=== Data entries ===

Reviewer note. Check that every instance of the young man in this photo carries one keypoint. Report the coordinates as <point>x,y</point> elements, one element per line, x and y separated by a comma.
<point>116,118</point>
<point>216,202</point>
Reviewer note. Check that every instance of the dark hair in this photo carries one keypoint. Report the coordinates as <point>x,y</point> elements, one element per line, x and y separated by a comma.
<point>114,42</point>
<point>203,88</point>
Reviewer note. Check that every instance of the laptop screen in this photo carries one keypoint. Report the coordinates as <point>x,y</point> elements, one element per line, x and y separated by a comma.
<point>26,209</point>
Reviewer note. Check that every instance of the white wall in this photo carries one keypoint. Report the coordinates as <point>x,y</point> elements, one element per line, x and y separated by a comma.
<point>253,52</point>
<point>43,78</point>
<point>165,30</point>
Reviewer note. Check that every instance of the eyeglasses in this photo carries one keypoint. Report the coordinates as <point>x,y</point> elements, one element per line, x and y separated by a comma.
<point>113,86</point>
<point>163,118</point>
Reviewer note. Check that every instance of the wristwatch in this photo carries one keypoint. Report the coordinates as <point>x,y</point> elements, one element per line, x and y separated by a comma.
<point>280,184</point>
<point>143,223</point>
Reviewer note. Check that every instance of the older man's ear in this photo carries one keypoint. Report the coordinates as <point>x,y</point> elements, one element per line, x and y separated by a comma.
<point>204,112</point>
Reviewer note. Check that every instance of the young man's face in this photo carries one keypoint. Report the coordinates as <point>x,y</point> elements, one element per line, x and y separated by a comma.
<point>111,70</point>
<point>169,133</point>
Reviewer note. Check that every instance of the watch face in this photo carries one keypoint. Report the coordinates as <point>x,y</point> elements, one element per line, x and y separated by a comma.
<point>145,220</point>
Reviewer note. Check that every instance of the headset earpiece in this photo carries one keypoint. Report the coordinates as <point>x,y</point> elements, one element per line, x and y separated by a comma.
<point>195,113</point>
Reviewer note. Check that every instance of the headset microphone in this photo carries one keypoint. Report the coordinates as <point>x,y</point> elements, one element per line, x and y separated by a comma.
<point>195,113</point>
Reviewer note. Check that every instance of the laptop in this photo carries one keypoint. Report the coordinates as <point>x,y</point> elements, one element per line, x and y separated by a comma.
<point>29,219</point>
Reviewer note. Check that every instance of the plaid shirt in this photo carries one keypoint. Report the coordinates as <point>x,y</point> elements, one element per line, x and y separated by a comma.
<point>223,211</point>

===
=== Data entries ===

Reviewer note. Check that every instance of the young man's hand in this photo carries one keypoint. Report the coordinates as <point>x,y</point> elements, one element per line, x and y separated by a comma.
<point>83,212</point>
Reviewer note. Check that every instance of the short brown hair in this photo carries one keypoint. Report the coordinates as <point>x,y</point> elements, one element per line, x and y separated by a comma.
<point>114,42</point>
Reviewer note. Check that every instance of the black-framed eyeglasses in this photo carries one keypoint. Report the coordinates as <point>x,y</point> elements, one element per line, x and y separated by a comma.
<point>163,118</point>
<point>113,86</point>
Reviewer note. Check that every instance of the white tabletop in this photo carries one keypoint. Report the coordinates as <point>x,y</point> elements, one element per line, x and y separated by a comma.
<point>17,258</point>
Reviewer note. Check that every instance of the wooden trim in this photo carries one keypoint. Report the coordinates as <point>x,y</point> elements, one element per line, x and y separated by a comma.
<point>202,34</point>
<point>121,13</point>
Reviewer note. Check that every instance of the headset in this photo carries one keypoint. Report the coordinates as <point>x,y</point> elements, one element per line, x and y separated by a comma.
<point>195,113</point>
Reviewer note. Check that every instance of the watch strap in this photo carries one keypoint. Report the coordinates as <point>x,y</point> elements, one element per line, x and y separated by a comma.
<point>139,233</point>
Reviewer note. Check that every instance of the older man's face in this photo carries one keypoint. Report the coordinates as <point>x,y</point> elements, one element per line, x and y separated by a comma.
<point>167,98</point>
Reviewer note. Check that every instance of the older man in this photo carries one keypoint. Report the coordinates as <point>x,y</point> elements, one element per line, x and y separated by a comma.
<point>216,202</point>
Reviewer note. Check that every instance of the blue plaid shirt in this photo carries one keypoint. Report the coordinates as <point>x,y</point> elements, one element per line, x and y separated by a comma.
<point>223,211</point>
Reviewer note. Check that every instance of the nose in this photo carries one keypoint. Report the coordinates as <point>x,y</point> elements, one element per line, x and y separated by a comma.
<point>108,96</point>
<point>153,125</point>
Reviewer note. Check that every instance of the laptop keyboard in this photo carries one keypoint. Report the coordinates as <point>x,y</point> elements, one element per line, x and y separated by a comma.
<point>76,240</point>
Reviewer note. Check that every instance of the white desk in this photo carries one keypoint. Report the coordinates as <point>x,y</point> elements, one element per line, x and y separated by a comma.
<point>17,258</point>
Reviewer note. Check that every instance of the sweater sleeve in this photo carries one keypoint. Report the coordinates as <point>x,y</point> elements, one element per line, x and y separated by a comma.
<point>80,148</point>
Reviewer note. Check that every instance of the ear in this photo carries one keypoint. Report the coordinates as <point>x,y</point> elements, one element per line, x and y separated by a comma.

===

List each line above that contains the string "eyeglasses", copying every such line in full.

The response =>
Reviewer note. Check that every instance of the eyeglasses in this photo carries one keypoint. Report the coordinates as <point>x,y</point> elements, one element per line, x and y separated by a comma.
Reviewer note. Check that every instance of the black-framed eyeglasses in this photo carries one keypoint. Report the coordinates as <point>x,y</point> elements, one element per line, x and y separated by a comma.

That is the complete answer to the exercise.